いつも送付される際に「一筆箋」のような文章が附属されているが、今回はめずらしくこぼしが多かった。
たしかに「活版小本」の杉本昭生氏がマッチ箱サイズをねらっても、あまり収穫がないような気はした。 このテはほかの豆本製作者に任せてもよいかもしれない。

ところで、やつがれ フランツ・カフカ(1883-1924)のひそかなファン。
したがって4 ページ 一丁、15丁60 ページ、前後見返しつき、前扉別紙差し込みからなるマッチ箱サイズの上製本、「活版小本 カフカ『道理の前で』」をうれしく拝読させていただいた。
そこでフトおもいだしたのは、この作品はチェコ プラハの「黄金の小径」で執筆されたのではないかというおぼろな記憶だった。

2013年晩夏、三泊四日の強行軍でプラハにいった。その報告は「花筏 朗文堂好日録038-喫煙ボヘミアン、プラハへゆく-01 プロローグ」にあるが、ここには序章があるだけでその後の記述はない。
すなわちやつがれが情報過多に陥り、ひとさまにプラハの紹介をすることができなかったというのが苦しいいいわけになる。
2013年のプラハ行きはロシアの航空会社「アエロフロート航空」で、モスクワ経由でいった。
このときの収穫はすくなくなかったが、ともかく魅力がおおすぎて、未整理なままやつがれの胸裡の片隅にある。
2014年に再挑戦をこころみたが、円安のためもあって旅費が高騰していた。

練習問題
a - カフカとプラハの文章で、プラハ旅行の報告には序章しかなく、その後の記述がない。文章に書かれている理由を説明せよ。
b - カフカとプラハの文章の続きを、最後の文のあとから書き進めよ。

データ項目
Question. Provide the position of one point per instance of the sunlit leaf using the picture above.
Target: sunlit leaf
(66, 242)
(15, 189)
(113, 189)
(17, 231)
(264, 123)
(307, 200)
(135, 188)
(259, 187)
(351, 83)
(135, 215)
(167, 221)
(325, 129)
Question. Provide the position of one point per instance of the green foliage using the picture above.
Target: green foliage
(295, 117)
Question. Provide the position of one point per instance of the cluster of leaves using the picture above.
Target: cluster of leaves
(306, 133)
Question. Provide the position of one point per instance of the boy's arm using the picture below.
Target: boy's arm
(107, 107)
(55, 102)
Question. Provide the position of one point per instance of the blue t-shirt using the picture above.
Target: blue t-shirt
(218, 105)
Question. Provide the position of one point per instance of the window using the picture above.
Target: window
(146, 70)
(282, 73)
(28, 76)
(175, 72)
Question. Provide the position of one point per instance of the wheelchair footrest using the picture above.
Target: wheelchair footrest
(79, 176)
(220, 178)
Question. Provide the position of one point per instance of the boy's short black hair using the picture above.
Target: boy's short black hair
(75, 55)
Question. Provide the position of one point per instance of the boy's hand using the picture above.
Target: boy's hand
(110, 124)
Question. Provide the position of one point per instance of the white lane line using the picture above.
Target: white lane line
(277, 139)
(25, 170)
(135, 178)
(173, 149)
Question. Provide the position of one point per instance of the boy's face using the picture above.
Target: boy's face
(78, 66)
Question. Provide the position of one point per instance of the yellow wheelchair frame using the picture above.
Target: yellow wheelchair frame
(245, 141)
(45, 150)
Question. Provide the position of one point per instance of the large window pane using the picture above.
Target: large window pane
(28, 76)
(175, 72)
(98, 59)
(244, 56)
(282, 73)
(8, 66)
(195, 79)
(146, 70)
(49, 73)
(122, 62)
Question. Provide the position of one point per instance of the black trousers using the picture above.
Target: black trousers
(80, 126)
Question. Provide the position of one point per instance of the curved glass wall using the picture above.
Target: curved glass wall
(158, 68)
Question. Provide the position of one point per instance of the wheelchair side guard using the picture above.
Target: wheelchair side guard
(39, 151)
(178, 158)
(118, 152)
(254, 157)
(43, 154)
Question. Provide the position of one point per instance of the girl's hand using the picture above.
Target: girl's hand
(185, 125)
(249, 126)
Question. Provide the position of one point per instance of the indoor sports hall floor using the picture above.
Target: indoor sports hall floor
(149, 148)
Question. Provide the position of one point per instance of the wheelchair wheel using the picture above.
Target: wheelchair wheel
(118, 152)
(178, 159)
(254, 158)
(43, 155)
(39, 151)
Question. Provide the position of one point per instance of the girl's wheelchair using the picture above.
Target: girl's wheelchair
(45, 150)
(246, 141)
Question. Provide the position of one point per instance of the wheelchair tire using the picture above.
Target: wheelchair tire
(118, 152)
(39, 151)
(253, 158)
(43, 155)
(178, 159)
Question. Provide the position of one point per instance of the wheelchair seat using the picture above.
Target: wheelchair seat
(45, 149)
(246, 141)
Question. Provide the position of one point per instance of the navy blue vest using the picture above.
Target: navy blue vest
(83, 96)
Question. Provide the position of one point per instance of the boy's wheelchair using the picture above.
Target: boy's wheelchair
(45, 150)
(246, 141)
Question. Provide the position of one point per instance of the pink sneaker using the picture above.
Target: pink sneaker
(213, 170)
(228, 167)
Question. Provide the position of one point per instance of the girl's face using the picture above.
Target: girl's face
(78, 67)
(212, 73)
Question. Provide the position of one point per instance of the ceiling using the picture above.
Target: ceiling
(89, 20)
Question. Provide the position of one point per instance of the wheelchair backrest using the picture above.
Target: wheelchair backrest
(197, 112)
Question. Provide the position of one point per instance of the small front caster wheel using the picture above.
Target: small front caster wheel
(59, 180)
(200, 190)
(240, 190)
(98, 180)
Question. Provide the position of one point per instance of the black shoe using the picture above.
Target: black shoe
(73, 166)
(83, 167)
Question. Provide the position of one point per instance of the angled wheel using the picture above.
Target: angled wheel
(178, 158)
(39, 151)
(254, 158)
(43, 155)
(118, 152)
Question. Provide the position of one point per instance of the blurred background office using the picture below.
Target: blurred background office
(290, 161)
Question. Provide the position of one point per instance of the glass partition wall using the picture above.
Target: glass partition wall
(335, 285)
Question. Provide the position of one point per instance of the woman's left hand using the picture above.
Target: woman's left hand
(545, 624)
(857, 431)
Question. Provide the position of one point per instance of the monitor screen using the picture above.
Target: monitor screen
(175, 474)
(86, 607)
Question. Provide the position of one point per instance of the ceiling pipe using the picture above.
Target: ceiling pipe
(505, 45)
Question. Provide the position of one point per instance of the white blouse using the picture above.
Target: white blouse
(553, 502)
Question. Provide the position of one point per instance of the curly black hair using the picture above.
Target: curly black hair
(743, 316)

解答一覧
a - 筆者が情報過多に陥り、ひとさまにプラハの紹介をすることができなかったためである。筆者はこれを苦しいいいわけだとしている。

b -
プラハにはいま、アダナ・プレス倶楽部会員・博士山崎が研究のため長期滞在中である。
ノー学部と博士山崎は情報交換が盛んである。したがってどうやらもう一度プラハにいく機会がありそうな昨今である。
プラハの一隅にはカフカの生家があり、そこはちいさな博物館となって公開こされているという。そしてカフカの墓は、その近く「ユダヤ人墓地」にあるという。
前回はユダヤ街にいく時間がなかった。再訪を得たらぜひともたずねたいとおもう。

すなわち、畏友杉本昭生が製作し、失敗作と自嘲した一冊の活版小本が契機となって、プラハ行きを決断することになったということである。
プラハ絵はがき01 プラハ絵はがき02 プラハ絵はがき03 プラハ絵はがき04プラハ市販の長尺絵はがきより。下から二段目、プラハ城脇、かつて錬金術士が居住したことから「黄金の小径」と呼ばれる長屋街。いまはみやげ店がならぶ観光スポット。左手の青い22番の建物は、カフカがここで『城』などの作品を執筆していたとされる。